● **Requirement**:
Count the lines in the rows below that contain the string "ferry", treating uppercase and lowercase as different. Reply with the number alone.

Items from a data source
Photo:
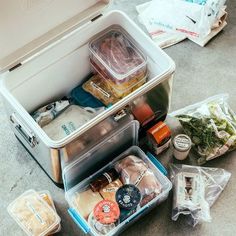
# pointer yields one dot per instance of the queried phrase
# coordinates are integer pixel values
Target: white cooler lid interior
(27, 26)
(101, 154)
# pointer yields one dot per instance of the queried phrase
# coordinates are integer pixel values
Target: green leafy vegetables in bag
(211, 126)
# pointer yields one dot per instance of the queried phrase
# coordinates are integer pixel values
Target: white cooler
(44, 54)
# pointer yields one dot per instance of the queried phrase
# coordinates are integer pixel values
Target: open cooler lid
(101, 154)
(28, 26)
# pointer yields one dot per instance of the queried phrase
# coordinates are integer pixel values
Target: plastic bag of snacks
(34, 215)
(211, 125)
(195, 191)
(191, 18)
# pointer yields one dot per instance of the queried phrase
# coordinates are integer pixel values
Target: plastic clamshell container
(33, 204)
(47, 197)
(116, 57)
(119, 90)
(154, 165)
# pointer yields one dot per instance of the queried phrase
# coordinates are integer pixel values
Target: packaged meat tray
(139, 186)
(115, 56)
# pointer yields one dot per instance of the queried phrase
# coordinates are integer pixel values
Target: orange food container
(159, 133)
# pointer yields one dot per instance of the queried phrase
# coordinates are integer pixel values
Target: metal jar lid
(182, 142)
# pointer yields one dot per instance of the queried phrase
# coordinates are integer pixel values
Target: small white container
(182, 145)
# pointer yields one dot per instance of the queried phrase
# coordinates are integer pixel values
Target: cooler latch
(23, 131)
(14, 67)
(96, 17)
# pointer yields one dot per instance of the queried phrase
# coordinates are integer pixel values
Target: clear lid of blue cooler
(123, 137)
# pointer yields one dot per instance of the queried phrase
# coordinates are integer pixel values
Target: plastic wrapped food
(33, 214)
(109, 191)
(195, 190)
(98, 87)
(46, 114)
(69, 120)
(101, 229)
(119, 90)
(135, 171)
(86, 201)
(115, 56)
(211, 125)
(46, 196)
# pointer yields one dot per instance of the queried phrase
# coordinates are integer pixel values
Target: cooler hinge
(96, 17)
(14, 67)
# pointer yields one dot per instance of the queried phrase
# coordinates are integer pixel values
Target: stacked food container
(126, 187)
(119, 62)
(130, 73)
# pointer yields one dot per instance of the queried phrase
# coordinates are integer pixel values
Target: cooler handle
(79, 220)
(157, 163)
(25, 132)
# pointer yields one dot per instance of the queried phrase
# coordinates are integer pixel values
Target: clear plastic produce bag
(195, 191)
(211, 125)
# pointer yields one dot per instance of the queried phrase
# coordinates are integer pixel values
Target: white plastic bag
(211, 125)
(195, 191)
(181, 16)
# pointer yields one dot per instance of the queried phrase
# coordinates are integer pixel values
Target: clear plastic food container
(75, 195)
(46, 196)
(33, 214)
(115, 56)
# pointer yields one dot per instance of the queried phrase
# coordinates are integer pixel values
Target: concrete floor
(200, 73)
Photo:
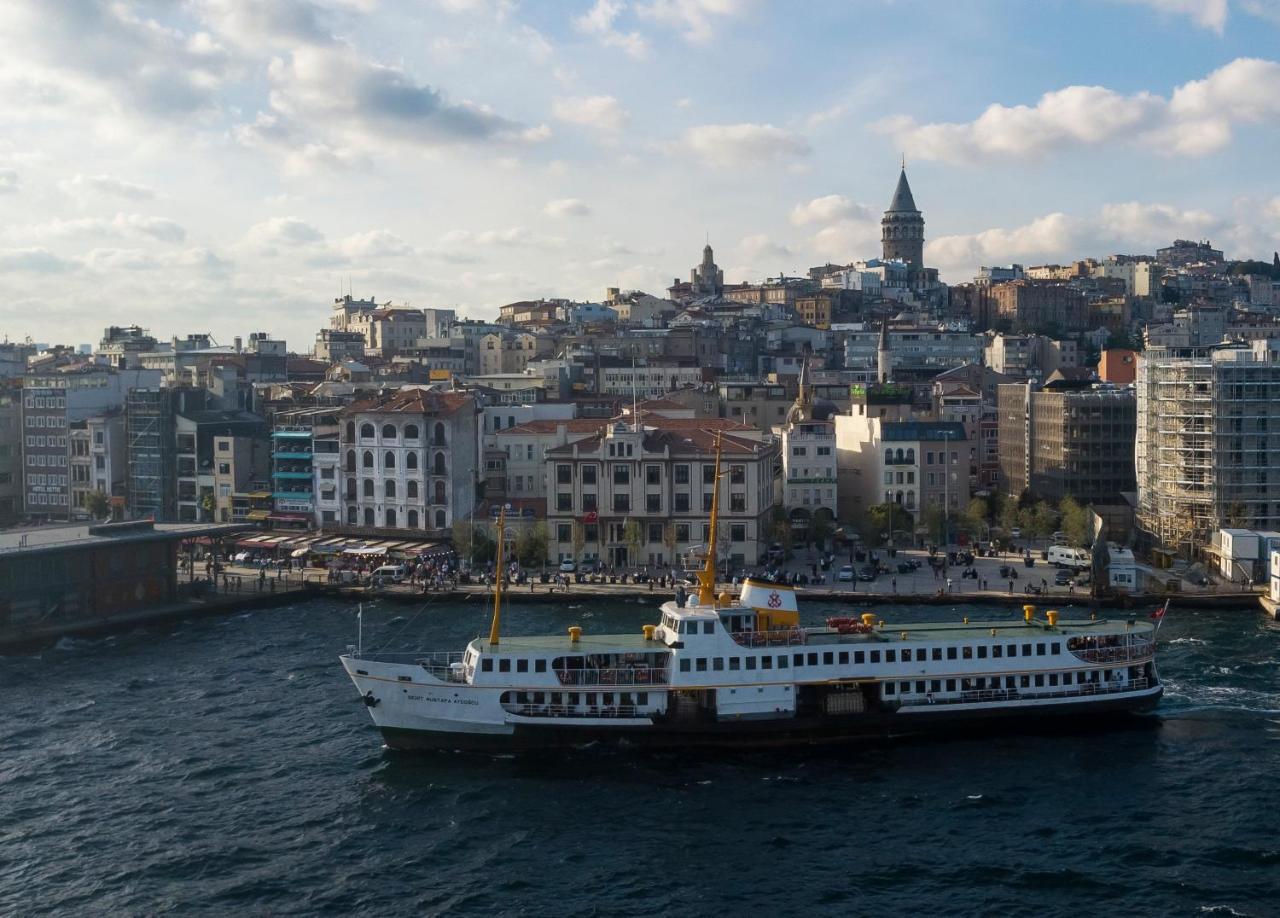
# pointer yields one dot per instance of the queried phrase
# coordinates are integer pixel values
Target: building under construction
(149, 425)
(1208, 442)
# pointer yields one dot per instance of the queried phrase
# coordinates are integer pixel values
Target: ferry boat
(721, 670)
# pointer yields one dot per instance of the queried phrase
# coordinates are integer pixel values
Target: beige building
(661, 483)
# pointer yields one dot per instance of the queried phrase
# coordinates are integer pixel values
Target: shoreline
(231, 603)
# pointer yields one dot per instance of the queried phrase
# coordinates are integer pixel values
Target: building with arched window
(417, 457)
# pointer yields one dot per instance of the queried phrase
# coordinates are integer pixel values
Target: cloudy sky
(233, 165)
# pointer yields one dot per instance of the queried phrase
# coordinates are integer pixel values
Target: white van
(393, 572)
(1065, 556)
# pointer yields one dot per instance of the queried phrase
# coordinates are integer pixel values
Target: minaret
(903, 227)
(883, 359)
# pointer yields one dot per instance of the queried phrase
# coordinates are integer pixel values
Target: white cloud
(828, 209)
(284, 231)
(744, 144)
(33, 261)
(1196, 119)
(598, 22)
(375, 243)
(599, 113)
(108, 186)
(567, 206)
(695, 19)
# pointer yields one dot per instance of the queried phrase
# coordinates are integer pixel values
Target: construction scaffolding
(1208, 434)
(150, 455)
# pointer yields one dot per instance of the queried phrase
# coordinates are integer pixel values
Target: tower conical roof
(903, 200)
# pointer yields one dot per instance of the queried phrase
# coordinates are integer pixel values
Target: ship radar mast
(496, 626)
(707, 576)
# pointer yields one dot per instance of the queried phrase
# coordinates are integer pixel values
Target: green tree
(632, 535)
(1077, 529)
(531, 544)
(97, 505)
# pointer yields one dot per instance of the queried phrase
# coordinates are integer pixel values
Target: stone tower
(903, 227)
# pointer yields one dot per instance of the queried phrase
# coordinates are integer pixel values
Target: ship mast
(707, 576)
(494, 628)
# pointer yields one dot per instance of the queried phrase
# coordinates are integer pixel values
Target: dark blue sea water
(227, 767)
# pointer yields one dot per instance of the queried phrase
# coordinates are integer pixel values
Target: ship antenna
(707, 576)
(494, 629)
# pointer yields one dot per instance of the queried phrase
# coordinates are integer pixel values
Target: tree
(97, 505)
(634, 537)
(1077, 529)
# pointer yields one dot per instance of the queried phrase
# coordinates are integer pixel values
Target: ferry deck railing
(973, 695)
(790, 636)
(626, 675)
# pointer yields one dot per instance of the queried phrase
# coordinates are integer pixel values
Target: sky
(234, 165)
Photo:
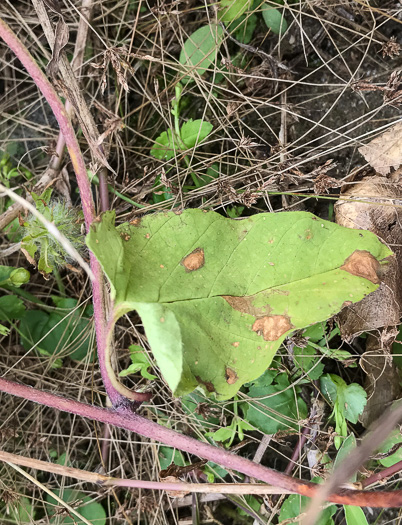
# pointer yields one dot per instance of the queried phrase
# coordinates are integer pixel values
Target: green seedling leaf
(231, 9)
(348, 400)
(307, 362)
(243, 28)
(139, 363)
(169, 455)
(197, 406)
(237, 426)
(252, 503)
(87, 507)
(11, 307)
(4, 330)
(347, 446)
(11, 276)
(295, 505)
(355, 515)
(165, 146)
(277, 408)
(217, 297)
(200, 50)
(274, 19)
(59, 333)
(19, 276)
(195, 131)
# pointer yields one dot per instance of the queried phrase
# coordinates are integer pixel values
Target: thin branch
(109, 481)
(48, 491)
(384, 474)
(125, 418)
(86, 198)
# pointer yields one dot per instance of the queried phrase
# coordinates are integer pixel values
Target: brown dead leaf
(385, 151)
(174, 493)
(374, 204)
(382, 379)
(60, 42)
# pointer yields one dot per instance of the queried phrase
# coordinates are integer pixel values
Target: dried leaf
(385, 151)
(382, 380)
(369, 206)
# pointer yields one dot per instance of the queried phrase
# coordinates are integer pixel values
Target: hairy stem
(85, 192)
(109, 481)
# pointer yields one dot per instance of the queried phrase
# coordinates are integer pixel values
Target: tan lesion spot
(272, 327)
(245, 305)
(362, 264)
(208, 385)
(231, 376)
(194, 261)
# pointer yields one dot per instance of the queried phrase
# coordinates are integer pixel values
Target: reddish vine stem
(384, 474)
(88, 207)
(125, 418)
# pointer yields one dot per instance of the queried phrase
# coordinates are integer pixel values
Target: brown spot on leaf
(362, 264)
(208, 385)
(194, 261)
(231, 376)
(272, 327)
(245, 306)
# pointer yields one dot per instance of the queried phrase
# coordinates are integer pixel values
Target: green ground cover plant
(193, 329)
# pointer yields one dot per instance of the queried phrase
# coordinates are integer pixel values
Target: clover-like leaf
(217, 297)
(231, 9)
(274, 19)
(195, 131)
(165, 146)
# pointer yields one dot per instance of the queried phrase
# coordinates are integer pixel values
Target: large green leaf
(217, 296)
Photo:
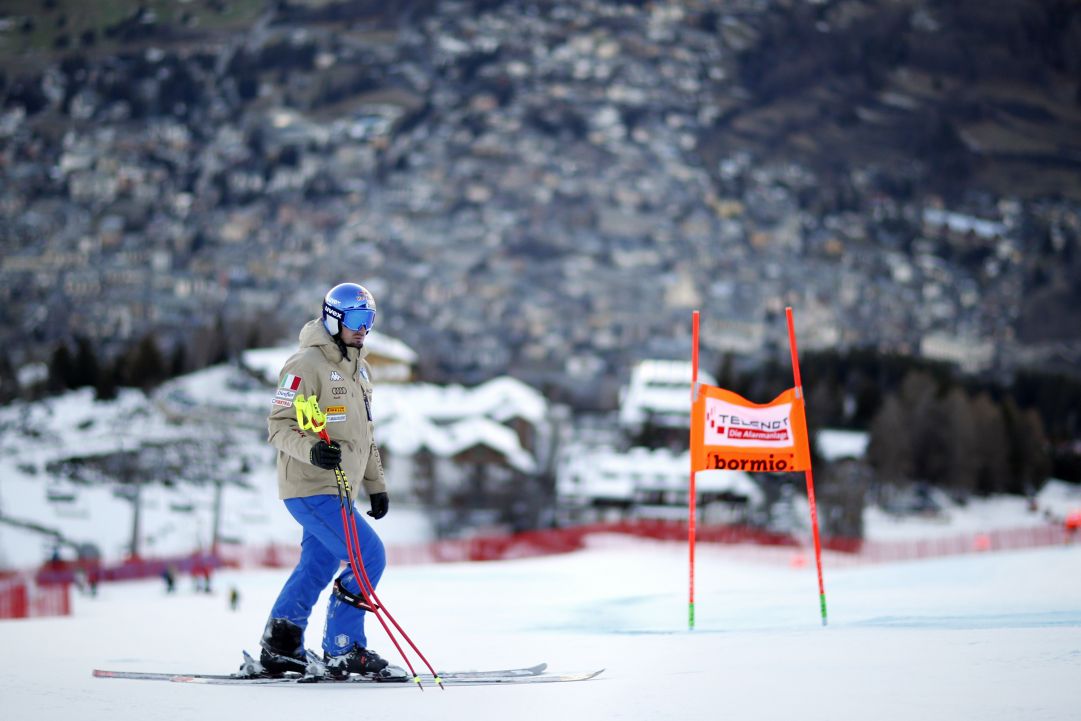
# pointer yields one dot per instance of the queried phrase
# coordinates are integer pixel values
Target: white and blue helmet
(349, 305)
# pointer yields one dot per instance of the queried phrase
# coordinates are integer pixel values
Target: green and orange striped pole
(693, 491)
(808, 472)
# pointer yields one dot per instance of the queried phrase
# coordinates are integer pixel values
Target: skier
(330, 364)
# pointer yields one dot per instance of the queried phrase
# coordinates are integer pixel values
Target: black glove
(381, 502)
(325, 455)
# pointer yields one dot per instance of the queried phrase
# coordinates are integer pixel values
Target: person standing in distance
(329, 364)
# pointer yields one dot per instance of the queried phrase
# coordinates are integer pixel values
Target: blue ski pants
(322, 550)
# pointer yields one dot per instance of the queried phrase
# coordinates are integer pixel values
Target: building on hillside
(603, 483)
(657, 399)
(471, 455)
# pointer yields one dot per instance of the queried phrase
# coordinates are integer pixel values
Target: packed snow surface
(982, 637)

● **Response to this task**:
2